— START Material supplied —

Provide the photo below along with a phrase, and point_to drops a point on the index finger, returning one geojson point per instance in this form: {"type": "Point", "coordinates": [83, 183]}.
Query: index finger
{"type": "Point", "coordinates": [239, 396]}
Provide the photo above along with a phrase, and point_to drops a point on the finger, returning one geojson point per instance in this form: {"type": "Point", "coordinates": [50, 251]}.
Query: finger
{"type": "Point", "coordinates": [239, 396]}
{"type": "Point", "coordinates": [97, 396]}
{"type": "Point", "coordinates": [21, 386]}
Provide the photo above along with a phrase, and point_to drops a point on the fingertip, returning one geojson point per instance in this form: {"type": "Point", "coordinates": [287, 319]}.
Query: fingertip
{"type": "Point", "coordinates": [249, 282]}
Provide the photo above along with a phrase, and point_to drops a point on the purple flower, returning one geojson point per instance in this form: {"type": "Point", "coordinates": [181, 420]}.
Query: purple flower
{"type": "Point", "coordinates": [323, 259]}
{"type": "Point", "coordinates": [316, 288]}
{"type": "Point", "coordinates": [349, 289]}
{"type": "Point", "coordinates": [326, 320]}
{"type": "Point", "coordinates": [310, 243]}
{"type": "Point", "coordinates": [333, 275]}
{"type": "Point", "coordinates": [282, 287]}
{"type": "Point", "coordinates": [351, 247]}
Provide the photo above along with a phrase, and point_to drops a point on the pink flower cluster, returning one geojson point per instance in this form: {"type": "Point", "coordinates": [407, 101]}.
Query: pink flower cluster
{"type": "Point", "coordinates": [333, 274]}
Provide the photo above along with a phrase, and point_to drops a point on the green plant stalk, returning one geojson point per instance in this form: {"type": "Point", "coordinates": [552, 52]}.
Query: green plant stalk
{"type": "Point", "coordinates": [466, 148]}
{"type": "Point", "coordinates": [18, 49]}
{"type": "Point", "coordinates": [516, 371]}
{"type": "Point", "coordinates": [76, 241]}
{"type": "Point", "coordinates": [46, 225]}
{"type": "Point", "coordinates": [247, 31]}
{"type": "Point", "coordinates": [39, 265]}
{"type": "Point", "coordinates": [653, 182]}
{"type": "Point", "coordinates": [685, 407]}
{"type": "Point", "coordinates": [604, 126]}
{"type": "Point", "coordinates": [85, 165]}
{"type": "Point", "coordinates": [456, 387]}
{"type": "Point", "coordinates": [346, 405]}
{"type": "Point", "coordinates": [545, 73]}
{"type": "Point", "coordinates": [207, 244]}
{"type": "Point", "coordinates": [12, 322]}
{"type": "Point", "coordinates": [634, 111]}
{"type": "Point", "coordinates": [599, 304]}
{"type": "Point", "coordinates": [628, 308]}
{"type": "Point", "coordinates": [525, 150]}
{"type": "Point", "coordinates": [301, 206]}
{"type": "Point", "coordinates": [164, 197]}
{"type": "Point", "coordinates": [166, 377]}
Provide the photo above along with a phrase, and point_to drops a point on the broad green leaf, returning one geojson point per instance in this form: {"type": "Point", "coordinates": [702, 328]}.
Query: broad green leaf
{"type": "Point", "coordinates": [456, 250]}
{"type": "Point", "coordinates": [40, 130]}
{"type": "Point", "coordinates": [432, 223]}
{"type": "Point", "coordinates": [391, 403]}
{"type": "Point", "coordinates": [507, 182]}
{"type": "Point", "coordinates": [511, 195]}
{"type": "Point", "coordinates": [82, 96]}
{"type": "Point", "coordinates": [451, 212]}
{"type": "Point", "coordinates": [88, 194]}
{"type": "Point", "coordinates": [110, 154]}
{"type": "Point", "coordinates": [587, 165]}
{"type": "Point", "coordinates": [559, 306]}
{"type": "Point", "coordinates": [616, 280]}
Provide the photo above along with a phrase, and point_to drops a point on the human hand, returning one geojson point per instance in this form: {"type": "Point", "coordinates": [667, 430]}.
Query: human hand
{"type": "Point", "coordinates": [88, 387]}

— END Material supplied —

Reproduce the full listing exactly.

▶ Solution below:
Provide the photo below along with a phrase, and point_to drops a point on the index finger, returning one geojson point per instance in this form: {"type": "Point", "coordinates": [83, 183]}.
Query: index finger
{"type": "Point", "coordinates": [239, 396]}
Provide the photo above along with a phrase, and point_to drops a point on the finger, returning one geojson point per instance in this form: {"type": "Point", "coordinates": [50, 251]}.
Query: finger
{"type": "Point", "coordinates": [239, 396]}
{"type": "Point", "coordinates": [97, 396]}
{"type": "Point", "coordinates": [21, 386]}
Provide the photo above along with a phrase, and point_to drops a point on the fingertip, returning one geojson point per instance in this form: {"type": "Point", "coordinates": [287, 319]}.
Query: fingertip
{"type": "Point", "coordinates": [249, 282]}
Provide the photo above along with a phrase, and point_to drops a point on the purple flower, returning one geojson point per instance in this form: {"type": "Point", "coordinates": [181, 420]}.
Query: purple flower
{"type": "Point", "coordinates": [323, 259]}
{"type": "Point", "coordinates": [316, 288]}
{"type": "Point", "coordinates": [349, 289]}
{"type": "Point", "coordinates": [326, 320]}
{"type": "Point", "coordinates": [310, 243]}
{"type": "Point", "coordinates": [333, 275]}
{"type": "Point", "coordinates": [282, 287]}
{"type": "Point", "coordinates": [351, 247]}
Provide the photo above along with a phrase, and point_to drops a point on the pink flower cluster, returning one geojson point per instance in this form: {"type": "Point", "coordinates": [407, 101]}.
Query: pink flower cluster
{"type": "Point", "coordinates": [333, 274]}
Provide the photo above along with a phrase, and point_to drops a point on the green plant stalk, returning one geojson point per instance in this form: {"type": "Point", "coordinates": [552, 52]}.
Query: green plant stalk
{"type": "Point", "coordinates": [466, 148]}
{"type": "Point", "coordinates": [18, 49]}
{"type": "Point", "coordinates": [516, 371]}
{"type": "Point", "coordinates": [76, 241]}
{"type": "Point", "coordinates": [46, 225]}
{"type": "Point", "coordinates": [247, 31]}
{"type": "Point", "coordinates": [39, 265]}
{"type": "Point", "coordinates": [653, 182]}
{"type": "Point", "coordinates": [685, 407]}
{"type": "Point", "coordinates": [604, 126]}
{"type": "Point", "coordinates": [85, 165]}
{"type": "Point", "coordinates": [456, 387]}
{"type": "Point", "coordinates": [346, 405]}
{"type": "Point", "coordinates": [545, 73]}
{"type": "Point", "coordinates": [207, 244]}
{"type": "Point", "coordinates": [12, 322]}
{"type": "Point", "coordinates": [634, 111]}
{"type": "Point", "coordinates": [599, 304]}
{"type": "Point", "coordinates": [628, 308]}
{"type": "Point", "coordinates": [525, 150]}
{"type": "Point", "coordinates": [301, 206]}
{"type": "Point", "coordinates": [164, 197]}
{"type": "Point", "coordinates": [166, 377]}
Provide the photo above along with a phrase, and point_to drops a point on the broad green leaf, returning one geojson point per instance in this form: {"type": "Point", "coordinates": [702, 328]}.
Query: broad green leaf
{"type": "Point", "coordinates": [456, 250]}
{"type": "Point", "coordinates": [40, 130]}
{"type": "Point", "coordinates": [432, 223]}
{"type": "Point", "coordinates": [391, 403]}
{"type": "Point", "coordinates": [507, 182]}
{"type": "Point", "coordinates": [511, 195]}
{"type": "Point", "coordinates": [82, 96]}
{"type": "Point", "coordinates": [451, 212]}
{"type": "Point", "coordinates": [88, 194]}
{"type": "Point", "coordinates": [110, 154]}
{"type": "Point", "coordinates": [587, 165]}
{"type": "Point", "coordinates": [559, 306]}
{"type": "Point", "coordinates": [616, 280]}
Provide the photo above along with a phrase, and point_to drops a point on the human hand, returning one geojson point per instance in this form: {"type": "Point", "coordinates": [667, 430]}.
Query: human hand
{"type": "Point", "coordinates": [88, 387]}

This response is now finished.